- **Job 1**
According to the passage on Cuban socialism, what is the battle cry of the Miami Cubans?

The government is very sensitive to anything that promotes social differentiation.  Thus every instance of relaxation of controls tends to breed new regulations and monitoring mechanisms aimed at arresting the growth of a new privileged class.  This naturally adds more weight to a cumbersome bureaucracy already laden with ritual functions.

Two schools of thought about the future of Cuban socialism are prevalent in America today.  The first says that the best way to erode Fidel Castro’s regime is by lifting existing economic sanctions so as to allow Cubans a taste of the possible life under a post-Castro order.  The second, George W. Bush’s preference, says there is only one way of bringing down the regime, and that is by tightening the sanctions even more until Cubans are compelled by daily hardship to protest the continuation of socialism.  The battle cry of the Miami Cubans is “democratization,” but what they really want is the return of Cuba to its former status as an American playground.

Fidel Castro’s strength does not lie in the repressive apparatus of a police state.  It resides rather in a deep sense of history held by many Cubans. They may groan under the weight of a clumsy socialism that is running out of solutions, but Cubans are proud of their freedom.  They are proud that they have been able to stand up to the bullying antics of their imperial neighbor.  They may even think that Fidel is too old to run the country, but they don’t hate the man.  Fidel personifies the sovereignty of a small country in a world overrun by American arrogance.

A peek at the Cuban situation is instructive for us Filipinos.  We could have been them, and they could have been us.  The parallelisms and the separate routes taken are just so many.

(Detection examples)
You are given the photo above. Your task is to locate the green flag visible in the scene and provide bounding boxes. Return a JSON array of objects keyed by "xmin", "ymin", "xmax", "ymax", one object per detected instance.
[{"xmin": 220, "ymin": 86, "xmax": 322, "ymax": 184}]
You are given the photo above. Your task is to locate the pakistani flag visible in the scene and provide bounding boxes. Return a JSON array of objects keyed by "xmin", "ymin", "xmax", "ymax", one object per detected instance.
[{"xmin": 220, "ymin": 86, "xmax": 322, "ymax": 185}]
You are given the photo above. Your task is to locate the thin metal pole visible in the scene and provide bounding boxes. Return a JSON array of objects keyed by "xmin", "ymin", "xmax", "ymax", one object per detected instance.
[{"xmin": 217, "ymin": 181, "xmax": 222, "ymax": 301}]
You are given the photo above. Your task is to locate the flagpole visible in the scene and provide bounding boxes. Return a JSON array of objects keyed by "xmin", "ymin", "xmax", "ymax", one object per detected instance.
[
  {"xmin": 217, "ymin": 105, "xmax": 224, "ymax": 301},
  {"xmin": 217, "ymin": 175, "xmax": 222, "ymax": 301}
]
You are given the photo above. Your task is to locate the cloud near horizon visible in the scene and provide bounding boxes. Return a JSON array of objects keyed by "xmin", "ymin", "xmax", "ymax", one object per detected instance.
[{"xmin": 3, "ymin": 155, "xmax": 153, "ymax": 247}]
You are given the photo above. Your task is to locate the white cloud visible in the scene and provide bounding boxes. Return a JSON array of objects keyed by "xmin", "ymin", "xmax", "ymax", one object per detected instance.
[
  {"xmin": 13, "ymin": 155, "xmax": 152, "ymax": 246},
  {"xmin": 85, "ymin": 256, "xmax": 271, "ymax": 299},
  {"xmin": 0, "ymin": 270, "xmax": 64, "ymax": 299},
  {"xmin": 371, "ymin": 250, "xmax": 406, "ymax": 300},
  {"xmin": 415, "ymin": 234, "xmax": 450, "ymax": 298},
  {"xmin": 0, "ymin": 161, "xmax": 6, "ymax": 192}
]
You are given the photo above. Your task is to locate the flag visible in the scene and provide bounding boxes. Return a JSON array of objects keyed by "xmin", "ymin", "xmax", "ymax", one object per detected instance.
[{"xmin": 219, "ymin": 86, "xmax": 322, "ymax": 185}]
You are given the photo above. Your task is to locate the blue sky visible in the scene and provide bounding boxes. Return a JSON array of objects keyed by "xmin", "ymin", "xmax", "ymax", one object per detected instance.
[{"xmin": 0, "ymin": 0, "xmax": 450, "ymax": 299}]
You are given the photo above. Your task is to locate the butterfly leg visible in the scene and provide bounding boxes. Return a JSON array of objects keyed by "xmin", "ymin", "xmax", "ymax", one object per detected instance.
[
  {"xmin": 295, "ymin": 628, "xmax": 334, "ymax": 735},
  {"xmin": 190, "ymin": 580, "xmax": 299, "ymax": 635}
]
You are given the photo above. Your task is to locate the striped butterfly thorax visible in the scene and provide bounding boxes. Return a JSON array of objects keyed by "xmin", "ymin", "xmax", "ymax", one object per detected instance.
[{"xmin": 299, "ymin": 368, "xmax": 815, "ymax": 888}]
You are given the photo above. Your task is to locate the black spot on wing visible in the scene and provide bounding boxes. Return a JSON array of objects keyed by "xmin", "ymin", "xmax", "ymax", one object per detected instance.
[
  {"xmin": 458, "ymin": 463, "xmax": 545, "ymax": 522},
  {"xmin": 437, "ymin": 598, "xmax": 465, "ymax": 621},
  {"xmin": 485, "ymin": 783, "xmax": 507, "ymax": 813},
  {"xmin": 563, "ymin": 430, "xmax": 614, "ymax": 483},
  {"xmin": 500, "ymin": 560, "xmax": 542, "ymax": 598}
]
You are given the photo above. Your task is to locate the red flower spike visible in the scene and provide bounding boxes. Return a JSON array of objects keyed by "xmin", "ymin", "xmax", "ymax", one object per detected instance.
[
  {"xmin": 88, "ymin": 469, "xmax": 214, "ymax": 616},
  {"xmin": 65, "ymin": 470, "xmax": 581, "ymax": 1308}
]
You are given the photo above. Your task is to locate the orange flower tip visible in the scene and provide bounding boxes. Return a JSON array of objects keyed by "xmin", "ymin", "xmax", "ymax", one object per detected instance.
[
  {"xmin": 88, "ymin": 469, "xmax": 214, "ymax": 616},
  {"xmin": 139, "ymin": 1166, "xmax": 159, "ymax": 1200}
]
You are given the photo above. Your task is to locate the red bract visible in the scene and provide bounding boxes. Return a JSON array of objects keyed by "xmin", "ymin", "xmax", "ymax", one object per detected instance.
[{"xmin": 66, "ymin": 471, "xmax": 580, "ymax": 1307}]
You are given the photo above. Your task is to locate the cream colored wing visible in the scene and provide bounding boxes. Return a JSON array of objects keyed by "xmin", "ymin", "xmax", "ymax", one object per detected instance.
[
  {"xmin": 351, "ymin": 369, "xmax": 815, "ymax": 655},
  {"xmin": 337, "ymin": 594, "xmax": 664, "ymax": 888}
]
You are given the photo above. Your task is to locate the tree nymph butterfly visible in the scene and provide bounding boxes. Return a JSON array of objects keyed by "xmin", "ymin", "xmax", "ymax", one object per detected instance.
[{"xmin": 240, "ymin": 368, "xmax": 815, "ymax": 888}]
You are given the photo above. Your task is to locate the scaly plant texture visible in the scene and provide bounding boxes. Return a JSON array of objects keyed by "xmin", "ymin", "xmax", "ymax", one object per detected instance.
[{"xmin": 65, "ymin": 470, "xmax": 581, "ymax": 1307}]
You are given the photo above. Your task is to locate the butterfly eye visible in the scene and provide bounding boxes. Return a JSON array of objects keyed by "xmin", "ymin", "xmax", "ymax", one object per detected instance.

- **Job 2**
From the listing, select each line that contains the word "wing".

- **Exercise response 1**
Their battle cry is "democratization."

- **Exercise response 2**
You are given the photo above. Your task is to locate the black spot on wing visible in the scene and provide bounding boxes. Return a JSON array of objects keyed by "xmin", "ymin", "xmax", "ymax", one object per detected instance.
You are given the photo above. Your task is to locate the cream colored wing visible in the scene and provide bounding boxes. Return a JSON array of objects keyed by "xmin", "ymin", "xmax", "ymax", one object per detected instance.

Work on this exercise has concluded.